SHORT EXERCISE A: In the book review below, condense the paragraph that begins "Enough. The story" into a shorter version that keeps its main facts.

Cave & Julia, by M. John Harrison, Reviewed.

A book that is small in page numbers, but larger by far in content, Cave & Julia is set in Autotelia and London. I’ve not come across the author’s work before and was intrigued enough by the story to do some research. Autotelia is the name given to an imaginary place in which other stories are set. The word itself struck me as real rather than imagined, so I looked further. I found a Portuguese dictionary that told me it means: the doctrine that a work of art, especially a work of literature, is an end in itself or provides its own justification. I found no other entries in English dictionaries.

Enough. The story, if that’s what it can be called, is about relationships and, possibly, dreams. But, oddly, that doesn’t seem to matter. It’s a work that recalled to mind D.H. Lawrence’s The Trespasser in tone. It’s a piece of narrative without the usual hooks on which to hang a story. We are introduced to the narrative character, Cave, a journalist, and to Julia, much married and partially destroyed by an unclear event in her childhood. Some attempt is made by Cave to investigate the event, but it is left a question, with insufficient detail to determine what really happened.

SHORT EXERCISE B: Below, list every line of the rows that contains the word "outline".

PROVIDED DATA:
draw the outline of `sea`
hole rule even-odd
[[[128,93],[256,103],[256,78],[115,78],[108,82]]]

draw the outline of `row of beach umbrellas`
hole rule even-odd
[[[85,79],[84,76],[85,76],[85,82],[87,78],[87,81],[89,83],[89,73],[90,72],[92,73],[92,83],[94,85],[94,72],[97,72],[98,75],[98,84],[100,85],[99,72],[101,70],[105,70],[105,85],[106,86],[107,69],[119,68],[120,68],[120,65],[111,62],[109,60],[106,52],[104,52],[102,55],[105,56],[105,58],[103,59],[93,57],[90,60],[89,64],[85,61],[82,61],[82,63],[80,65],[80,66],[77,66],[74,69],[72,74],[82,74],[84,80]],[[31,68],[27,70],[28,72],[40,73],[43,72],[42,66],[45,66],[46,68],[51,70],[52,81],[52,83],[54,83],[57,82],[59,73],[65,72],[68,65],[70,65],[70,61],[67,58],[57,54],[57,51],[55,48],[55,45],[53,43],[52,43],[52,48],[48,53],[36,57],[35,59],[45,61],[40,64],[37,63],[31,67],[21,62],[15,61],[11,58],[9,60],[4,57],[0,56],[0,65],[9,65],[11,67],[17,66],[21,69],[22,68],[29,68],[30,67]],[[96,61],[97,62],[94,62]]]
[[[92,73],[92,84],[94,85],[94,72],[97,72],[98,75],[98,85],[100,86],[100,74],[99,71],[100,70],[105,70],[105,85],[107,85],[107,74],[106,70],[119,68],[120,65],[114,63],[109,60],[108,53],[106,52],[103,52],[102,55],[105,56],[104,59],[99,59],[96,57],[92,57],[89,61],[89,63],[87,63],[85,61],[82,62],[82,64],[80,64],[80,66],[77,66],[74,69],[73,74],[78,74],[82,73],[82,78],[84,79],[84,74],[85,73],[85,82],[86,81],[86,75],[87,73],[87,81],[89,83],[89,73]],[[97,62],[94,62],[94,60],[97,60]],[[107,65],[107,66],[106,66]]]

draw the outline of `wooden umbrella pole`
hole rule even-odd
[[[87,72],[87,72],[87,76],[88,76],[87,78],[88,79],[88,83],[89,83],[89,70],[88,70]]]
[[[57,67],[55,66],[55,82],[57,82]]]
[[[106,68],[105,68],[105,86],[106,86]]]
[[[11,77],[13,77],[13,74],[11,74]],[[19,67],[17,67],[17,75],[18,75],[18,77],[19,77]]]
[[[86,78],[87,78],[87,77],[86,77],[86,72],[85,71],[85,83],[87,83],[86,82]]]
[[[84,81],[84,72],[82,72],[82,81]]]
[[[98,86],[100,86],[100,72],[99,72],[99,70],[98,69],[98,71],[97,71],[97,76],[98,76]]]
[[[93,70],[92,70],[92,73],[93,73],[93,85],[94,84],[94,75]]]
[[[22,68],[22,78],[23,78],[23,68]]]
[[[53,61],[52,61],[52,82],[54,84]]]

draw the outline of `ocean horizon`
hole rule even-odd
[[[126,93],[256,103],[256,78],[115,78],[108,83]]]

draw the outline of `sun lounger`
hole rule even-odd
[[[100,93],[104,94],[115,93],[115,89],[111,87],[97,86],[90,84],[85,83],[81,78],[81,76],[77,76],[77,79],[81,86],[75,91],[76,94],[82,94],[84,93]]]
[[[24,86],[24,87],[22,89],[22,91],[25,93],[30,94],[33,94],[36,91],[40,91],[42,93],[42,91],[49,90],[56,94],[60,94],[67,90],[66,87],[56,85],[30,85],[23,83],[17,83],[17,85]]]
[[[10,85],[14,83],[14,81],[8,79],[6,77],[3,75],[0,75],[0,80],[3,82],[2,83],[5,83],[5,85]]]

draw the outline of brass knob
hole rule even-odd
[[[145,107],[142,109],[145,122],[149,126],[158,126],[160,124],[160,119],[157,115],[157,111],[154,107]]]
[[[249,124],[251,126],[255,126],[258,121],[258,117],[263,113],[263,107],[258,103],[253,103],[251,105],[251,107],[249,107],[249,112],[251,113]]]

FINISHED ANSWER A: The story seems to be about relationships and possibly dreams, though oddly that doesn't seem to matter. In tone it recalls D.H. Lawrence's The Trespasser, and it lacks the usual hooks of a story. It introduces Cave, a journalist and the narrative character, and Julia, much married and partially destroyed by an unclear childhood event. Cave makes some attempt to investigate that event, but it remains a question, with too little detail to tell what really happened.

FINISHED ANSWER B:
draw the outline of `sea`
draw the outline of `row of beach umbrellas`
draw the outline of `wooden umbrella pole`
draw the outline of `ocean horizon`
draw the outline of `sun lounger`
draw the outline of brass knob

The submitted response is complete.